Stored records:
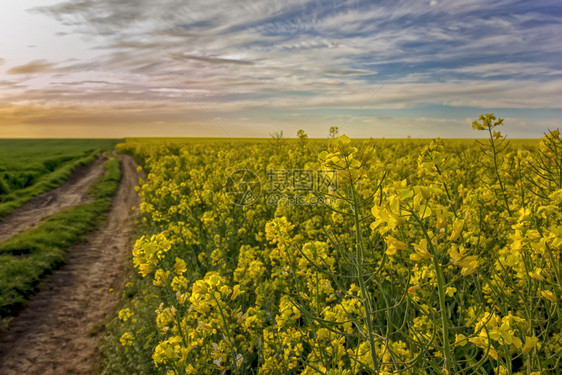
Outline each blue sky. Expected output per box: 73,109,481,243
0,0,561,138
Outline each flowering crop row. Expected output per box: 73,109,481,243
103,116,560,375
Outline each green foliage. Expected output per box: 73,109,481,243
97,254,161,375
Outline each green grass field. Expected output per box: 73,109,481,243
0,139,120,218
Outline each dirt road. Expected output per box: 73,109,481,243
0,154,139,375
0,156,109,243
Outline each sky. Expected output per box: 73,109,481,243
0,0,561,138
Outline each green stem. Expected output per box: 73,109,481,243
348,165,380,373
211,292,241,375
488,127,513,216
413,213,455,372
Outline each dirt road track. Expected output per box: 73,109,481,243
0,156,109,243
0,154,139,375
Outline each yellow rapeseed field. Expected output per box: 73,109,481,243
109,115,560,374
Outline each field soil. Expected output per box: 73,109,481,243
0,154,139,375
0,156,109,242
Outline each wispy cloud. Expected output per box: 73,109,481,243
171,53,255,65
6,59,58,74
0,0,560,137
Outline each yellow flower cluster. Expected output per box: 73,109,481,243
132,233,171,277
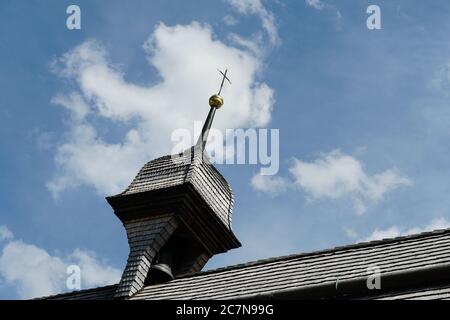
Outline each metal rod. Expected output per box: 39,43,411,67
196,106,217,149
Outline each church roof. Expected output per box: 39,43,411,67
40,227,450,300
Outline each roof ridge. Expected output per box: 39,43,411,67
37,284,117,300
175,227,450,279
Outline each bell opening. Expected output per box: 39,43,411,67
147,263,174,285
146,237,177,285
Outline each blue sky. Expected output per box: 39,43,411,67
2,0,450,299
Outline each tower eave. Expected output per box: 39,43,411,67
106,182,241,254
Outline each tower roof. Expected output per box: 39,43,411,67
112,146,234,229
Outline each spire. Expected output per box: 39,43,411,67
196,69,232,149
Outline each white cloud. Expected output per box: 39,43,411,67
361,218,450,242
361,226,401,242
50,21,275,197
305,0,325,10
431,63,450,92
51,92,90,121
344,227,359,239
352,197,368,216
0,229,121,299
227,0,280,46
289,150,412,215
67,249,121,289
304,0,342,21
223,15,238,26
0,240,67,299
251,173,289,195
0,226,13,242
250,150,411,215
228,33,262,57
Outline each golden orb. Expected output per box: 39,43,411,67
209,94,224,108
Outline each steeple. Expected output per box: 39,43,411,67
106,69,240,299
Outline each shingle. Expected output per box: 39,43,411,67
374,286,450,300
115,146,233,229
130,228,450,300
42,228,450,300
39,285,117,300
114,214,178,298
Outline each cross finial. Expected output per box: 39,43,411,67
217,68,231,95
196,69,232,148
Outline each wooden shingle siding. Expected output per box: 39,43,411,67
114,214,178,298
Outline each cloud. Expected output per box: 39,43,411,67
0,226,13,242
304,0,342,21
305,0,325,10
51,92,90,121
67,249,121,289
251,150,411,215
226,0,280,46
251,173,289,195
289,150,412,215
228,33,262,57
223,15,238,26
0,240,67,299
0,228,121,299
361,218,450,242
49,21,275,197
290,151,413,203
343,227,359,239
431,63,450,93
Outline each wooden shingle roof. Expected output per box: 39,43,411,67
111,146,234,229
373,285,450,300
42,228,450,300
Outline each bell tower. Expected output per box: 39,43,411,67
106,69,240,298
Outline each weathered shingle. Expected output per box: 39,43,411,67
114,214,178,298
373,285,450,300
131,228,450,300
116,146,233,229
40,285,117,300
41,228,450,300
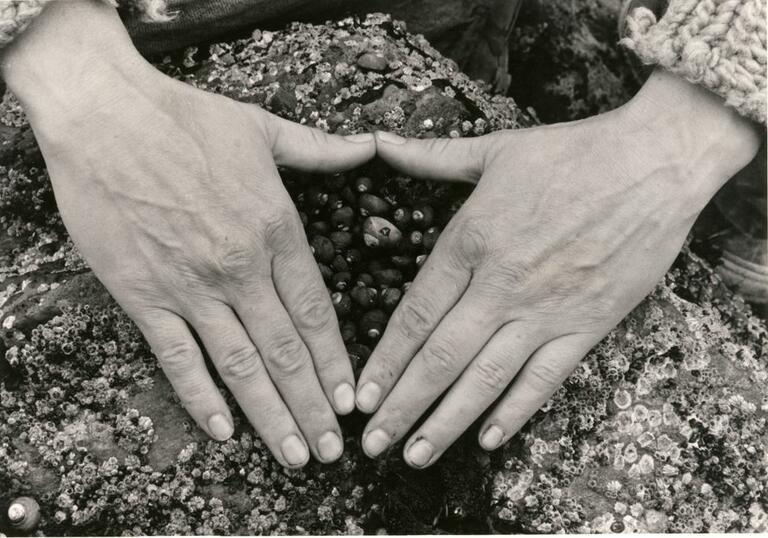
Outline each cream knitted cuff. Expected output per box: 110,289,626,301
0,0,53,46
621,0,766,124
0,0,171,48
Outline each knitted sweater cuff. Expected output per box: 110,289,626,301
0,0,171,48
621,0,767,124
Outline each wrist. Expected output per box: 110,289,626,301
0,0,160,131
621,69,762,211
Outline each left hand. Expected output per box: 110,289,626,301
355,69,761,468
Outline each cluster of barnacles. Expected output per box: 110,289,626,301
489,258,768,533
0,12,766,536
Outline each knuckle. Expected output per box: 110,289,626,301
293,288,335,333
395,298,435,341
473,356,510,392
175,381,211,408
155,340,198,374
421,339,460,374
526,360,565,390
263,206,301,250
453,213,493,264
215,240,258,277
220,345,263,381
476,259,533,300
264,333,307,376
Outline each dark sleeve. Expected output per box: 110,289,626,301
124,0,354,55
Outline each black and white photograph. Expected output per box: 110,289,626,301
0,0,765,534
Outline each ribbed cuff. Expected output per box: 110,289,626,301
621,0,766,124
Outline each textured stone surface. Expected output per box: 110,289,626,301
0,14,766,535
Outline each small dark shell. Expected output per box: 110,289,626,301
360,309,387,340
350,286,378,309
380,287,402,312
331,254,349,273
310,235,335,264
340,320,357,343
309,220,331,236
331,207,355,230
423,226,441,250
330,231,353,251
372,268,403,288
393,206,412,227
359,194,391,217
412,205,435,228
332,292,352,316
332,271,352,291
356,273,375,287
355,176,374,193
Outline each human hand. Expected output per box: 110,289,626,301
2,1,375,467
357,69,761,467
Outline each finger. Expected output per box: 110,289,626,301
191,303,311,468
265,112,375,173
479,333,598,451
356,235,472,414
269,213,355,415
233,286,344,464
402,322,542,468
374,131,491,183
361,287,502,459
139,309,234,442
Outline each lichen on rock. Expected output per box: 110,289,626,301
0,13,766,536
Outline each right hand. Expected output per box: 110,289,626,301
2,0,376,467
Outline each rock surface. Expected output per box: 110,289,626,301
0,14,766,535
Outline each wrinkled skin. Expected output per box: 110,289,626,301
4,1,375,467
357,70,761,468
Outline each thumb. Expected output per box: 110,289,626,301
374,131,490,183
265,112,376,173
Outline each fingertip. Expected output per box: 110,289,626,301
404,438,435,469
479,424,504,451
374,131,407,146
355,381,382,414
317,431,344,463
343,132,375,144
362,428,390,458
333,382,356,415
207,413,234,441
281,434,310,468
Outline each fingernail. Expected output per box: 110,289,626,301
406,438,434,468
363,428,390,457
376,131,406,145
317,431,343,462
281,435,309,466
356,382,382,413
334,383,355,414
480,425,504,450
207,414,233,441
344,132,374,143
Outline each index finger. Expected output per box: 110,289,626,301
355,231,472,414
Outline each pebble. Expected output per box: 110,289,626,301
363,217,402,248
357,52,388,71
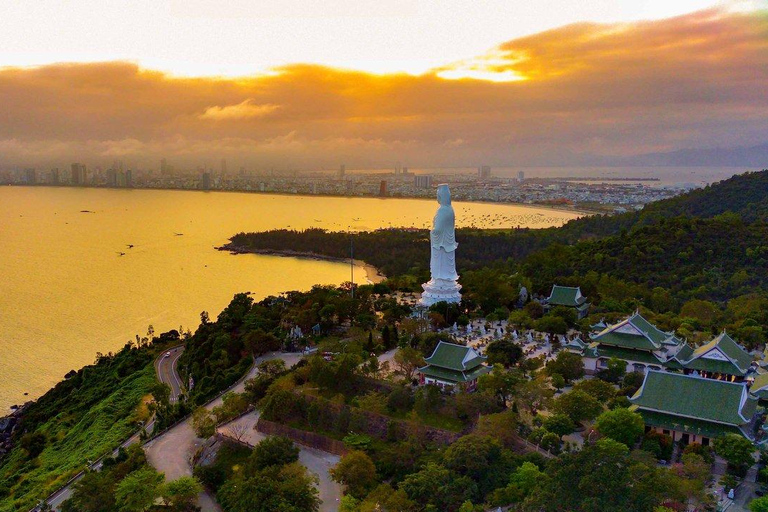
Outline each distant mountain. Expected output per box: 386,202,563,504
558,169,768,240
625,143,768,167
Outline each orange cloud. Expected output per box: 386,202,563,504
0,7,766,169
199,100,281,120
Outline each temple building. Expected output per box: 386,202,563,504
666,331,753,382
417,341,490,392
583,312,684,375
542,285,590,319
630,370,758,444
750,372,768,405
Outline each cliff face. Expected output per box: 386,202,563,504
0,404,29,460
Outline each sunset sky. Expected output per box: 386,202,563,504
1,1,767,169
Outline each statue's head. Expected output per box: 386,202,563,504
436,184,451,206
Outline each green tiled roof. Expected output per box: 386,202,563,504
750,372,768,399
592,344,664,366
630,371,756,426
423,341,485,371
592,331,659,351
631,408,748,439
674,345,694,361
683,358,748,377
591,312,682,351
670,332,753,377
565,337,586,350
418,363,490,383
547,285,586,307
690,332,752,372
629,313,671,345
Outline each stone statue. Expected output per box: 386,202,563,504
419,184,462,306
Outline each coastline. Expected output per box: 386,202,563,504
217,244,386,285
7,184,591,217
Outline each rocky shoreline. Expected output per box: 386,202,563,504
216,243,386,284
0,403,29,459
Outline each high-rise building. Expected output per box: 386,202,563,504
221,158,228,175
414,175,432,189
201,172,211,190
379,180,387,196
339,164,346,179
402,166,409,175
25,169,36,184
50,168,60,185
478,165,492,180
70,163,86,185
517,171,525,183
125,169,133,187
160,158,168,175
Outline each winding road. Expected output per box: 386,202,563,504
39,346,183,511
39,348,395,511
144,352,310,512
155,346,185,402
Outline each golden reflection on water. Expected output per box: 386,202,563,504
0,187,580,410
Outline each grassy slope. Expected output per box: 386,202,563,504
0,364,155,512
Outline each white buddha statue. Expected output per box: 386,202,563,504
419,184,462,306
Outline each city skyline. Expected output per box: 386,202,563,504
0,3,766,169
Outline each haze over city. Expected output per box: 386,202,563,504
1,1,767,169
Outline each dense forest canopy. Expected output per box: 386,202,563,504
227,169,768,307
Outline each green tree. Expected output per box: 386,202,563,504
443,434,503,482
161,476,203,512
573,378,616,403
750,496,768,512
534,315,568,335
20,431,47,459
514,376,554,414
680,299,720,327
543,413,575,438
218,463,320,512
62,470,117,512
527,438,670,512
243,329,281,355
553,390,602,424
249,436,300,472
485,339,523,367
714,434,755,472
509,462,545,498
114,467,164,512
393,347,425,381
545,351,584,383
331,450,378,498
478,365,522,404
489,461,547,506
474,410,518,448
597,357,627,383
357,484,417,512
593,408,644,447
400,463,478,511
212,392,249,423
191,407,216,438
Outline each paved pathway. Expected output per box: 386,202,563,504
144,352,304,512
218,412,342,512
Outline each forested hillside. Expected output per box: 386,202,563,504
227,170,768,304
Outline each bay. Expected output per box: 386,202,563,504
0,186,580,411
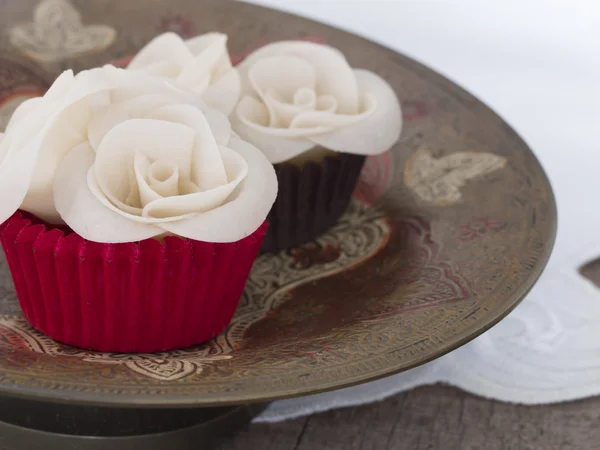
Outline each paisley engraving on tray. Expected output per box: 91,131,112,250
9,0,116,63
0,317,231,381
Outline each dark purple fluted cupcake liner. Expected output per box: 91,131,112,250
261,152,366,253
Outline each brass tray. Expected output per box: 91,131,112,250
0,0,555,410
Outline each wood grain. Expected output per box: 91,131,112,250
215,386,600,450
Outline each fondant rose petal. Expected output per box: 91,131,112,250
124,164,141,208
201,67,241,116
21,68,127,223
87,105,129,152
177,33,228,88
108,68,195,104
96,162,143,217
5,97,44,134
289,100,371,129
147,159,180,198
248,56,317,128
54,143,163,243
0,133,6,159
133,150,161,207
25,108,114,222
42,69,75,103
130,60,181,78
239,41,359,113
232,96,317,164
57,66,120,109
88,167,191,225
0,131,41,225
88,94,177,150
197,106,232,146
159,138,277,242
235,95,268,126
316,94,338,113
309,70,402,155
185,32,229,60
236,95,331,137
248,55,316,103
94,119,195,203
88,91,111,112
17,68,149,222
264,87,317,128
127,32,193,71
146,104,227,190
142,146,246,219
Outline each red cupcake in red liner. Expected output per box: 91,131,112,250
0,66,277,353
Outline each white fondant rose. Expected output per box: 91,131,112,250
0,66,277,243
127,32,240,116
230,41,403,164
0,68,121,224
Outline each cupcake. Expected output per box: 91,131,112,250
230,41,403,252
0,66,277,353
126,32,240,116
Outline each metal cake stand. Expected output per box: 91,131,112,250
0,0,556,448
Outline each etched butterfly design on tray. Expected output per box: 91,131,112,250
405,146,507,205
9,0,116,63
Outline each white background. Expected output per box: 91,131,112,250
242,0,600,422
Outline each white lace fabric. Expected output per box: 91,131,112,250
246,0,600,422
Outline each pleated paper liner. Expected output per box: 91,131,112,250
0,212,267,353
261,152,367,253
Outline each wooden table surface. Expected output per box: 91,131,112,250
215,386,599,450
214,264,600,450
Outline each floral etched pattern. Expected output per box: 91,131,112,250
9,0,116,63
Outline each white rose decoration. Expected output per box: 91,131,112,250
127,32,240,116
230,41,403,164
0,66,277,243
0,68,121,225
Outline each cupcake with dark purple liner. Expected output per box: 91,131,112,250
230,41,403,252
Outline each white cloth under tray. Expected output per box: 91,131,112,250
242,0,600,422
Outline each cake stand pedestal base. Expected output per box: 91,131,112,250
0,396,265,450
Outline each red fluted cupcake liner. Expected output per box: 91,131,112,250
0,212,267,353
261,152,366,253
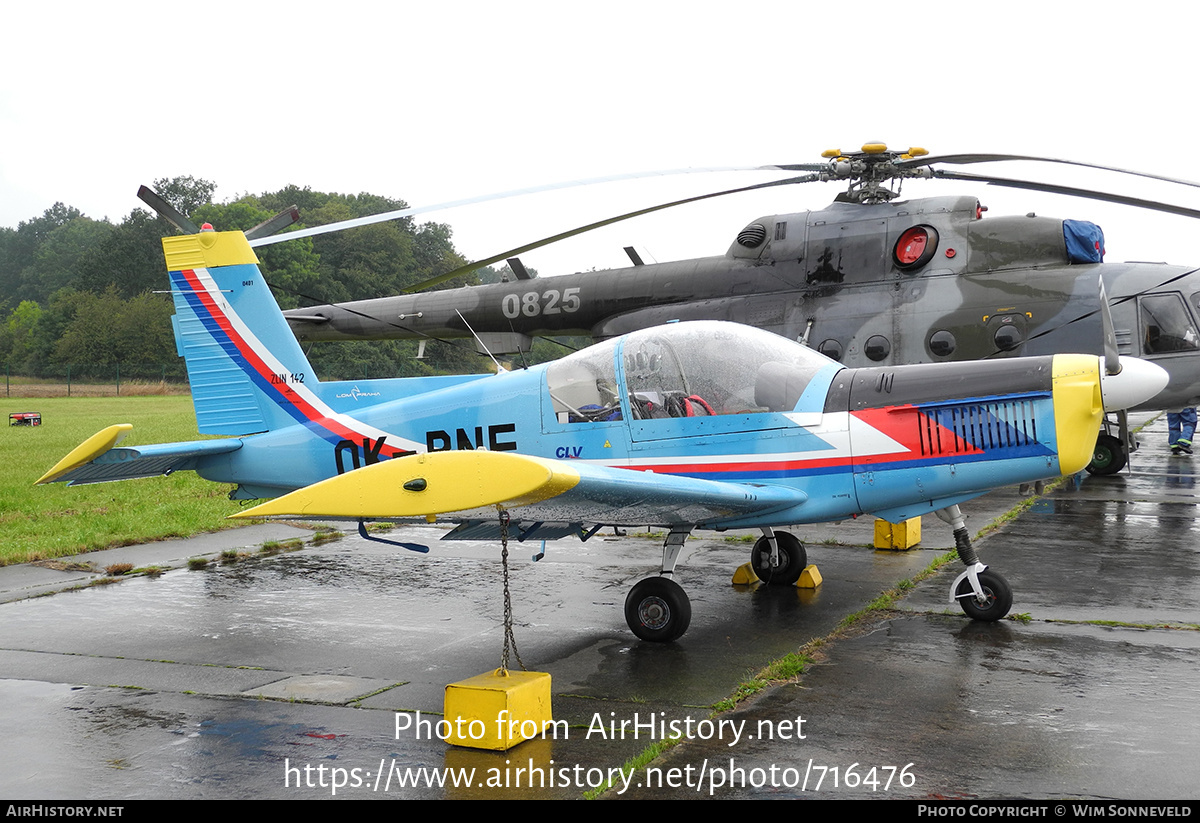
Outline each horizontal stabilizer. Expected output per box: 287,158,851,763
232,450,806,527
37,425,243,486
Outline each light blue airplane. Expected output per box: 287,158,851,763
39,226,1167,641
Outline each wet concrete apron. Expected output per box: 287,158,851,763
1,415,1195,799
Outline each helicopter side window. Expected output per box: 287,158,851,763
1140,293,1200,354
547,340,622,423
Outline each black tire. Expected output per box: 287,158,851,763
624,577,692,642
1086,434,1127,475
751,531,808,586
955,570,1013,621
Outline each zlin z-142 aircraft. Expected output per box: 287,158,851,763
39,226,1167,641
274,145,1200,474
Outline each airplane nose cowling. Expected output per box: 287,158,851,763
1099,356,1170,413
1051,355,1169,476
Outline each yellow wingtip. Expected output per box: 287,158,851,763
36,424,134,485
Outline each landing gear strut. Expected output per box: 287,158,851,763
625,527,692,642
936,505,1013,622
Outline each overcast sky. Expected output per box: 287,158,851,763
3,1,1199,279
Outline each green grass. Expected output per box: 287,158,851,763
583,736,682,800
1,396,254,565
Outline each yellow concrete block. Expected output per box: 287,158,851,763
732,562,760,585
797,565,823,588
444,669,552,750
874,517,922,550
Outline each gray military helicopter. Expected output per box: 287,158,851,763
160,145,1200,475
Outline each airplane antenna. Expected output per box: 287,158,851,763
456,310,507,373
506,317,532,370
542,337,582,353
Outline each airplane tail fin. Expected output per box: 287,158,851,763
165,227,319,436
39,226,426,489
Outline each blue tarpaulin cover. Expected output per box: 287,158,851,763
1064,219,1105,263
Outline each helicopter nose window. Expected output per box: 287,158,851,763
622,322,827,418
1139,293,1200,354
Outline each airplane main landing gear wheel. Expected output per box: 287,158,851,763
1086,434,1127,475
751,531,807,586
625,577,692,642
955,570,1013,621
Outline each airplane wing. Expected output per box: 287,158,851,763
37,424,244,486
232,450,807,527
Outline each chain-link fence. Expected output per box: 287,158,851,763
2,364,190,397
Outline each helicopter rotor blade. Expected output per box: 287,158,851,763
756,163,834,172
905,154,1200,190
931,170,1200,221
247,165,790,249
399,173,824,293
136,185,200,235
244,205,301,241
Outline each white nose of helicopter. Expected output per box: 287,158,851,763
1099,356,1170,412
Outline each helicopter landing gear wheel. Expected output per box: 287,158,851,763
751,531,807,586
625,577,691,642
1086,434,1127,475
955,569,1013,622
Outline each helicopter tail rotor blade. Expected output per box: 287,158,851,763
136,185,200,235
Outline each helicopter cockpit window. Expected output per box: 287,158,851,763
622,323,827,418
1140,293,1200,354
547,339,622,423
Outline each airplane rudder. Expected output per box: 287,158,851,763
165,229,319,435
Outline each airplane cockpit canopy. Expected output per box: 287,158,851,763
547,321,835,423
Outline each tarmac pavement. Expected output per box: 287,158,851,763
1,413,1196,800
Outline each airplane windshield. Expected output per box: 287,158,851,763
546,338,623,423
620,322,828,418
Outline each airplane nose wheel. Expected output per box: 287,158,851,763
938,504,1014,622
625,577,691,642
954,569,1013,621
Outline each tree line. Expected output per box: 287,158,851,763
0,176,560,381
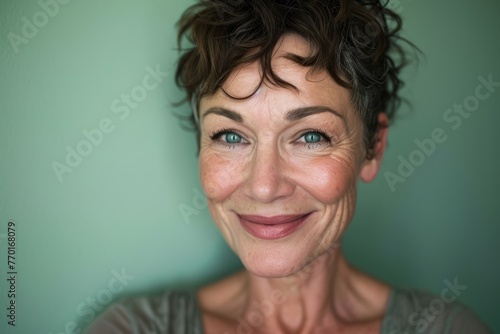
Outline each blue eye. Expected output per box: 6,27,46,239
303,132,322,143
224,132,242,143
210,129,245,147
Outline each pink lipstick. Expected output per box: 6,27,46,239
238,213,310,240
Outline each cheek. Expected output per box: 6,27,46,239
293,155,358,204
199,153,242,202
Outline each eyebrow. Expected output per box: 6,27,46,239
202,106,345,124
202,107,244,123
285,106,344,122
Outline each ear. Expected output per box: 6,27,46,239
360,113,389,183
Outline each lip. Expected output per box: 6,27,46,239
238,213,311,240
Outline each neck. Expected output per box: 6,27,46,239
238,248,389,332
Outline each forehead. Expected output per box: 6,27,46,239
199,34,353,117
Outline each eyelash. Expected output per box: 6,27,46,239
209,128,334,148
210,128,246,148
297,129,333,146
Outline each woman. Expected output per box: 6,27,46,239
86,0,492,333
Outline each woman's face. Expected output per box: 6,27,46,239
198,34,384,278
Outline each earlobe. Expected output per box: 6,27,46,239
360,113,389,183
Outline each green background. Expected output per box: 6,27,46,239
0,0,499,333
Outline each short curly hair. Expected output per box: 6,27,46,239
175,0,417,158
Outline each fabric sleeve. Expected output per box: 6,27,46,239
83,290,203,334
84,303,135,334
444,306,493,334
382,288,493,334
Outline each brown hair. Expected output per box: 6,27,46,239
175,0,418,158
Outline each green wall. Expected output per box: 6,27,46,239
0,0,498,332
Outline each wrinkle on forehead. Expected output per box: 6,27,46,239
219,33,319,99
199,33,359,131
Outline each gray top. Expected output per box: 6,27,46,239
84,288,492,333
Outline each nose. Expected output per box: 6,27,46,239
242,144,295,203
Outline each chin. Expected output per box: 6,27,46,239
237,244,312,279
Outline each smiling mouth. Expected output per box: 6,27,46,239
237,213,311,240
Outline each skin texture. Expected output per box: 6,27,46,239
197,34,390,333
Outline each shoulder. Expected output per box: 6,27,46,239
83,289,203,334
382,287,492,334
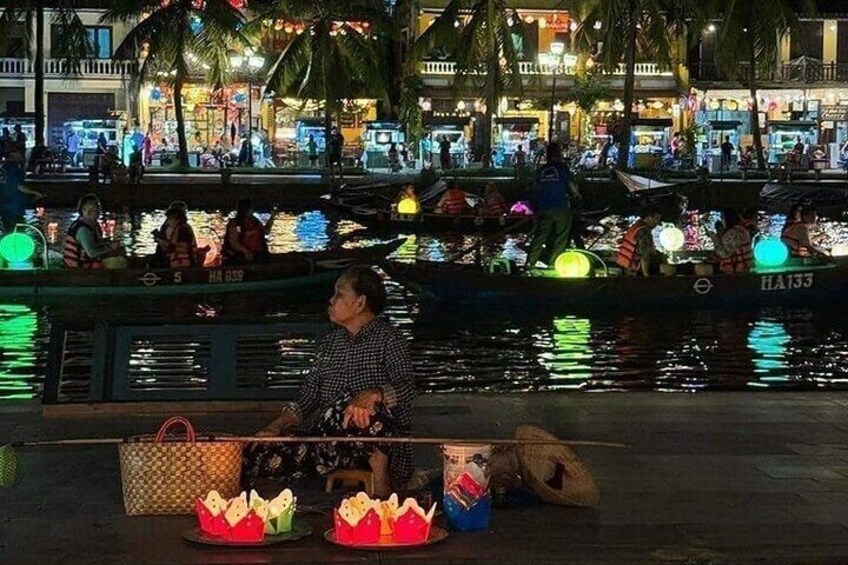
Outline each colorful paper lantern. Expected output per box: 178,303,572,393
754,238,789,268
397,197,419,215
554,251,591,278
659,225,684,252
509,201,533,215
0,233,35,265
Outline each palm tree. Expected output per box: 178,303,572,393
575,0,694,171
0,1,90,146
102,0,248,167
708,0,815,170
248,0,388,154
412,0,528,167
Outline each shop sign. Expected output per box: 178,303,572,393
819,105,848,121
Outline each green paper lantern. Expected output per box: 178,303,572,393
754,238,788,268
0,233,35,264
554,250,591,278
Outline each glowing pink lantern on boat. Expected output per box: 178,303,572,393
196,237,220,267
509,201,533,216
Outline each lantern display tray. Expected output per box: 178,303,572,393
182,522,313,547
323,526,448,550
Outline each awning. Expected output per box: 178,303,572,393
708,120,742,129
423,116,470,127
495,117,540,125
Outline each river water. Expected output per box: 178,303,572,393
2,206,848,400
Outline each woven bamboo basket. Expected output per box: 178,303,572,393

EXERCISE BRIEF = Once you reach the line containing "Outline each chin.", print it and every line after it exactly, through the end of the entries, without any pictures.

RESULT =
Outline each chin. Expected output per box: 6,27,46,239
237,244,312,279
Outline each smiling mouth. Expected output per box: 6,27,46,239
237,213,311,240
Outline each skin texture. Expected output per box: 6,27,46,239
197,34,390,333
Outline each shoulder. Expected output per box: 6,27,46,239
83,289,203,334
382,287,492,334
Outline each colorful paper lantern. Expected output per box: 178,303,572,393
754,238,789,268
397,197,419,215
554,251,591,278
659,225,684,252
509,201,533,215
0,233,35,265
Outline each palm tree. Expected output per box: 178,303,572,393
575,0,694,171
0,1,90,146
102,0,248,167
708,0,815,170
248,0,388,154
412,0,528,167
Outline each shop sign. Expected output per box: 178,303,572,393
819,105,848,121
Outline each green paper lantern. Expected output per box: 178,303,572,393
754,238,788,268
0,233,35,264
554,250,591,278
Outline each glowing pink lantern on boat. Expected output per box: 178,303,572,393
196,237,220,267
509,201,533,216
Outline each lantern display tray. Expected output per box: 178,303,572,393
182,522,313,547
323,526,448,550
Outline each awning. Expected output per box: 178,303,572,393
708,120,742,129
423,116,470,127
495,117,540,125
Outline each river water. Expected output per box: 178,303,572,393
2,206,848,400
Outline each woven bamboo basket. Expected output per box: 178,303,572,393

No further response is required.